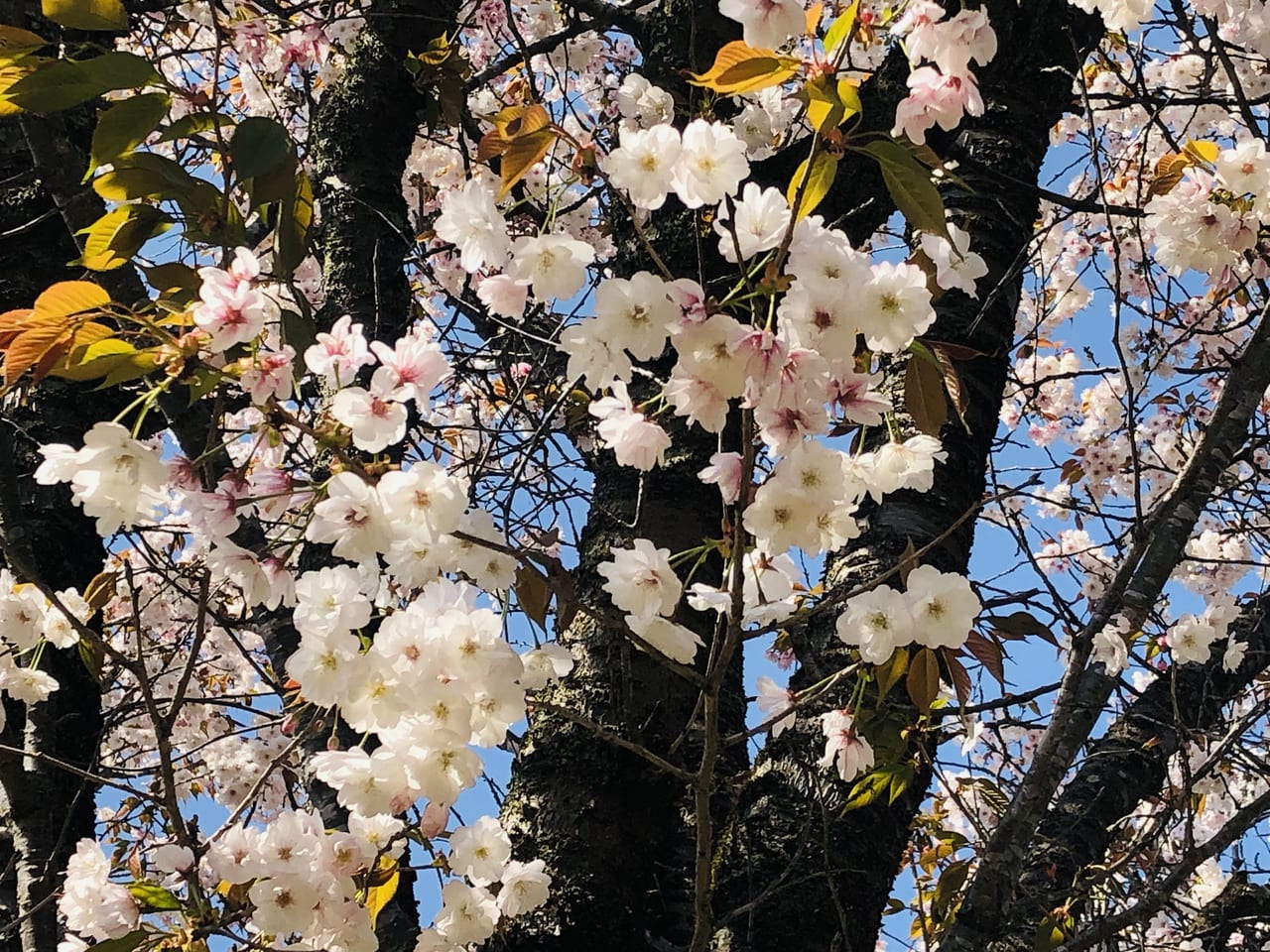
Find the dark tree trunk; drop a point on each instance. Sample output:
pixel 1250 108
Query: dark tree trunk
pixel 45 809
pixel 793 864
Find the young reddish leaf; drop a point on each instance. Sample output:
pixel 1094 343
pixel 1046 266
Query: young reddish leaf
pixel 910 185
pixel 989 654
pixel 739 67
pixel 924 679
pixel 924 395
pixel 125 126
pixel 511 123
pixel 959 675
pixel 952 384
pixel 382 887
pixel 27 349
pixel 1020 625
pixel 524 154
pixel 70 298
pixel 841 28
.....
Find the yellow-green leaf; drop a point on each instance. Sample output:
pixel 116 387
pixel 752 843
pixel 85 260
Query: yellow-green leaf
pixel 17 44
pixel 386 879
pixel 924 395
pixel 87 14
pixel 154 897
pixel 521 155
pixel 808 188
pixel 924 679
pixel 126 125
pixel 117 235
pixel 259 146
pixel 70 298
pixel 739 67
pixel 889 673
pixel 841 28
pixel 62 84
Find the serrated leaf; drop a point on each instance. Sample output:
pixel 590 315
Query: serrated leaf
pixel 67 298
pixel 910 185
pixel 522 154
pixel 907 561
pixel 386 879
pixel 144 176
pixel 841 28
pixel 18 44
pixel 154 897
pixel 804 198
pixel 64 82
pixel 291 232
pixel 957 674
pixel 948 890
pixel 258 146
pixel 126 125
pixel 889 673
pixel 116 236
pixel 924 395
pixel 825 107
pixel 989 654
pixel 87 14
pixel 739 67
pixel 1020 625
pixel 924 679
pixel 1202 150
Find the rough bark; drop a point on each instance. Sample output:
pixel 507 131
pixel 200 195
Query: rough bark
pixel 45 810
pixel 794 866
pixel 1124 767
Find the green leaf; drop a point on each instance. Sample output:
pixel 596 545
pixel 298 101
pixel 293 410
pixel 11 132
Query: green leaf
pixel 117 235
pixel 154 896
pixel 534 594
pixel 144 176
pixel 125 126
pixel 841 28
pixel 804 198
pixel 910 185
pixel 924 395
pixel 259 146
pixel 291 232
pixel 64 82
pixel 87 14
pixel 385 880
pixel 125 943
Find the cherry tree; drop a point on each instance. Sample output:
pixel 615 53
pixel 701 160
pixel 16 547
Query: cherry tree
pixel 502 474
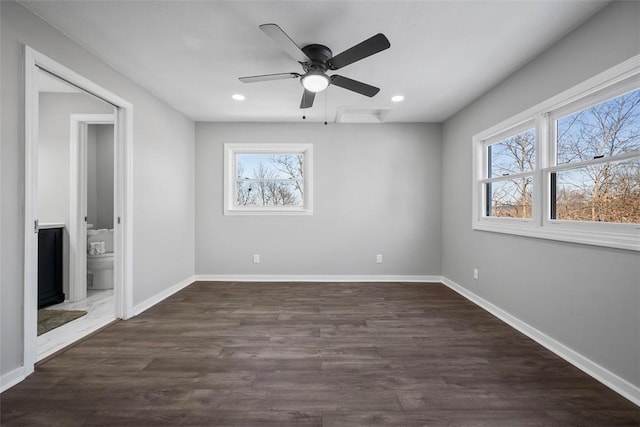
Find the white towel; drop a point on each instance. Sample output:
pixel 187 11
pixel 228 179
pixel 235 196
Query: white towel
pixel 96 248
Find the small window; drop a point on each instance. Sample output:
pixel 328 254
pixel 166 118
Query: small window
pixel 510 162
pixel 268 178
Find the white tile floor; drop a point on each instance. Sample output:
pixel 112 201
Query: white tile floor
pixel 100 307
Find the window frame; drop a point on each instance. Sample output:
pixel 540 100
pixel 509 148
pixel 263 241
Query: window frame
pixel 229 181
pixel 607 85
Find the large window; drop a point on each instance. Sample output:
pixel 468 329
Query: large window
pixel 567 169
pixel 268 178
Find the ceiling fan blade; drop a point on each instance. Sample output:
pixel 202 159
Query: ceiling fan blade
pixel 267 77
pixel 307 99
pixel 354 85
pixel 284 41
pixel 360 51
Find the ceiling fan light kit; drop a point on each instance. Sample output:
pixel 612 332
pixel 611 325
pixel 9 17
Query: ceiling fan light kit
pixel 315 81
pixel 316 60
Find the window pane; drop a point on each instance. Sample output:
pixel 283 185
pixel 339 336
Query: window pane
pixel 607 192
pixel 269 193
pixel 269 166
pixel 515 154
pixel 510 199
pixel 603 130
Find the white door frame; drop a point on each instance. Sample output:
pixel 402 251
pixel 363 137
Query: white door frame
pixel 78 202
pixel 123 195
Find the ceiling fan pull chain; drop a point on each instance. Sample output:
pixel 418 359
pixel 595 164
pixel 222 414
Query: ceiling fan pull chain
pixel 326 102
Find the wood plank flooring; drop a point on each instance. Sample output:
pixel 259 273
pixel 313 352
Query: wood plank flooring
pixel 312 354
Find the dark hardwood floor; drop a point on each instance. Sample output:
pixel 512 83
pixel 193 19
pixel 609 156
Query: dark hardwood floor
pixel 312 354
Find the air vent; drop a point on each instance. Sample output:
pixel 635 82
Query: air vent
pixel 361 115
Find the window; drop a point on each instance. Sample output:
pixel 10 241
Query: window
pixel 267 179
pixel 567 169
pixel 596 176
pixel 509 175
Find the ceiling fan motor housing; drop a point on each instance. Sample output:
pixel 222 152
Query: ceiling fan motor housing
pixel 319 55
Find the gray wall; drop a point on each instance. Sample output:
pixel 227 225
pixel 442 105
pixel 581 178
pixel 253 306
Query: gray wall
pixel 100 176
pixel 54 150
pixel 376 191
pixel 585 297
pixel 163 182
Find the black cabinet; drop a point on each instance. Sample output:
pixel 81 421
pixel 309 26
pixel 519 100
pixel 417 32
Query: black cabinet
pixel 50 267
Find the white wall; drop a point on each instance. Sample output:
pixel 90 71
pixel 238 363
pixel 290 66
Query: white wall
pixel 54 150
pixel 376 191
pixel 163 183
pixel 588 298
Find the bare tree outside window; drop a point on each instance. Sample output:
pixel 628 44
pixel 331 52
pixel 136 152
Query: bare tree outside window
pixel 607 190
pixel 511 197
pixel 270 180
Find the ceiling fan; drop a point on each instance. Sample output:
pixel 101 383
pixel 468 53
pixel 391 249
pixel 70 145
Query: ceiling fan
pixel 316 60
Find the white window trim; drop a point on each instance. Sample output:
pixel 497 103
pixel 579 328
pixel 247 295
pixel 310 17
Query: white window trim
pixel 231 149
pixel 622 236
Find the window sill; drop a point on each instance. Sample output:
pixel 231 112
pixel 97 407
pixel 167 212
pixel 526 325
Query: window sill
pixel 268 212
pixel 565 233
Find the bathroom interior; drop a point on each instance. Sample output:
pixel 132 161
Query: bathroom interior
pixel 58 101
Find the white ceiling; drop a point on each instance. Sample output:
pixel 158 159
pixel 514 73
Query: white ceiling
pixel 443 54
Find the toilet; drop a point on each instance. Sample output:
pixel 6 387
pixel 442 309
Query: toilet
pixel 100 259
.....
Aim of the exercise: Word for word, restate the lines of the listing above starting at the line with "Query: wood plank flooring" and ending at the line with "pixel 310 17", and nothing outside them.

Problem solution:
Query: wood plank flooring
pixel 312 354
Find the dark hardwood floor; drop a point on each instance. Sample output:
pixel 512 83
pixel 193 19
pixel 609 156
Query: dark hardwood floor
pixel 312 354
Find the air vent; drop a point on each instance. Sample output:
pixel 635 82
Query: air vent
pixel 361 115
Find the window; drop a point on each instance. Sample output:
pixel 10 241
Query: window
pixel 267 179
pixel 567 169
pixel 596 176
pixel 509 175
Find the ceiling fan motor housing; drop a point on each instance. Sample output:
pixel 222 152
Query: ceiling fan motor housing
pixel 319 55
Find the gray wall; drop a point on each instance. Sample output:
pixel 227 225
pixel 442 105
pixel 581 178
pixel 253 306
Query: gray wall
pixel 100 176
pixel 54 150
pixel 376 191
pixel 585 297
pixel 163 182
Find the black cabinet; drop a point on each instance. Sample output:
pixel 81 421
pixel 309 26
pixel 519 100
pixel 417 32
Query: black cabinet
pixel 50 267
Find the white wall; drop a point on each instance. Sample output:
pixel 90 71
pixel 238 363
pixel 290 66
Query: white wall
pixel 54 150
pixel 376 191
pixel 163 183
pixel 588 298
Find the bare tree outside window; drop a point on each instance. Sample output:
pixel 628 44
pixel 331 52
pixel 136 152
Query: bare tree outside window
pixel 607 190
pixel 511 197
pixel 270 180
Find the ceiling fan; drop a point on each instance. Sample output:
pixel 101 383
pixel 468 53
pixel 391 249
pixel 70 145
Query: ceiling fan
pixel 316 60
Find the white window trim; drop a point on each instance. Sample output:
pixel 497 103
pixel 579 328
pixel 247 295
pixel 310 17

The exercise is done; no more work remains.